PROBLEM
Reproduce the following material line for line, with no changes, and omit the pictures from your output.

##### GIVEN INFORMATION

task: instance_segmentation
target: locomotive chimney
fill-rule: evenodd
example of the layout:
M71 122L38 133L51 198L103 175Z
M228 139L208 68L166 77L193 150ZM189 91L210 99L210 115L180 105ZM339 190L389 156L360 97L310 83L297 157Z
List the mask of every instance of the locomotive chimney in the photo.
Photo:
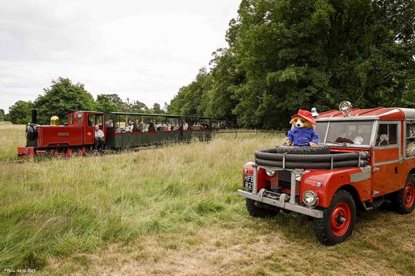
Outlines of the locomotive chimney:
M32 109L32 124L37 124L37 109Z

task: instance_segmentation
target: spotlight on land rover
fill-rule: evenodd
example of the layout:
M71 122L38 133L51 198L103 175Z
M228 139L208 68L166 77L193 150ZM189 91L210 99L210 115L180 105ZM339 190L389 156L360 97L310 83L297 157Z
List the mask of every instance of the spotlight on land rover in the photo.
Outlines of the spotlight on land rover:
M349 113L351 111L351 109L353 106L350 103L350 102L342 102L340 104L339 104L339 110L344 115L349 115Z

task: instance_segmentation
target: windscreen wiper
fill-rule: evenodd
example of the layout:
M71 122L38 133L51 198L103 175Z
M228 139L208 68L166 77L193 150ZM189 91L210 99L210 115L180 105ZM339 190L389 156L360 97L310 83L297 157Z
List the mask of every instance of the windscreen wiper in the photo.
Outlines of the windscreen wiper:
M329 141L329 140L326 140L325 142L331 142L332 144L338 144L338 145L342 145L343 146L347 146L347 144L346 143L346 142L334 142L334 141Z

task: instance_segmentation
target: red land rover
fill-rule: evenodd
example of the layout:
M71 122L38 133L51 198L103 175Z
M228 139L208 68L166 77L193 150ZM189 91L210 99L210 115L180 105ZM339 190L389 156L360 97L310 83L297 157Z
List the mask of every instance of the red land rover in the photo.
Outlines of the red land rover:
M415 208L415 109L378 107L320 113L319 146L257 151L245 164L246 208L255 217L280 209L313 218L318 240L333 245L352 234L356 208L385 199L401 214Z

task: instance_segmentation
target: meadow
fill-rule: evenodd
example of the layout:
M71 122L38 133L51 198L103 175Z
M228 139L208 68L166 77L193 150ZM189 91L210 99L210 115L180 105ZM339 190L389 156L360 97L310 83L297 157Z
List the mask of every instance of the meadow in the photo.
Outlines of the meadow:
M415 275L415 213L358 214L332 247L306 217L251 218L237 195L272 134L217 136L118 155L0 165L0 273L42 275ZM24 127L0 125L0 161ZM10 270L9 270L10 271Z

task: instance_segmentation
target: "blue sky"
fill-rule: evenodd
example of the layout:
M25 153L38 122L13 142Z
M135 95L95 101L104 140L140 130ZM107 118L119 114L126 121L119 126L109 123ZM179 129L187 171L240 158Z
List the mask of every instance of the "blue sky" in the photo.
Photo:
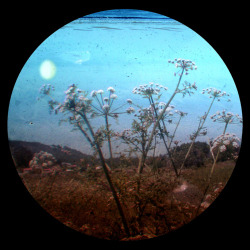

##########

TASK RESPONSE
task: instance_segmentation
target: locomotive chimney
fill-rule: evenodd
example of the layout:
M71 122L38 133L51 198L103 175Z
M228 139L208 68L166 77L193 150ZM189 91L210 99L210 115L180 105ZM339 190L389 156L360 97L310 83L297 157Z
List the mask of every instance of the locomotive chimney in the photo.
Photo:
Outlines of the locomotive chimney:
M32 109L32 124L37 124L37 109Z

task: instance_segmentation
target: spotlight on land rover
fill-rule: evenodd
example of the layout:
M71 122L38 133L51 198L103 175Z
M228 139L208 68L166 77L193 150ZM189 91L210 99L210 115L180 105ZM339 190L389 156L360 97L310 83L297 157Z
List the mask of every instance of the spotlight on land rover in the photo.
Outlines of the spotlight on land rover:
M349 113L351 111L351 109L353 106L350 103L350 102L342 102L340 104L339 104L339 110L344 115L349 115Z

task: instance_segmentation
target: windscreen wiper
fill-rule: evenodd
example of the layout:
M71 122L38 133L51 198L103 175Z
M228 139L208 68L166 77L193 150ZM189 91L210 99L210 115L180 105ZM339 190L389 156L360 97L310 83L297 157Z
List the mask of every instance of the windscreen wiper in the photo.
Outlines of the windscreen wiper:
M329 141L329 140L326 140L325 142L331 142L332 144L338 144L338 145L342 145L343 146L347 146L347 144L346 143L346 142L334 142L334 141Z

task: instance_segmentation
target: red land rover
fill-rule: evenodd
example of the layout:
M71 122L38 133L51 198L103 175Z
M228 139L208 68L166 77L193 150ZM189 91L210 99L210 115L180 105ZM339 190L389 156L360 97L310 83L297 157Z
List the mask of every instance of the red land rover in the photo.
Outlines of the red land rover:
M415 208L415 109L378 107L320 113L319 146L257 151L245 164L246 208L255 217L280 209L313 218L318 240L333 245L352 234L356 208L385 199L401 214Z

task: instance_segmentation
target: meadow
fill-rule: evenodd
example of the layout:
M71 122L38 133L51 198L103 175Z
M228 139L208 68L166 77L193 150ZM189 91L210 99L210 115L180 105ZM339 190L389 156L360 97L310 83L297 157Z
List the mask of every instance of the meadow in the photo.
Outlines of the meadow:
M415 275L415 213L358 214L332 247L306 217L251 218L237 195L272 134L217 136L118 155L0 165L0 273L42 275ZM24 127L0 125L0 161ZM10 270L9 270L10 271Z

task: instance_segmentation
target: "blue sky"
fill-rule: evenodd
example of the layout:
M25 153L38 122L13 142Z
M135 95L95 101L104 140L140 130ZM107 118L119 114L126 121L119 126L109 123ZM179 129L187 171L240 158Z
List the mask of every instance of the "blue sky" in the photo.
Photo:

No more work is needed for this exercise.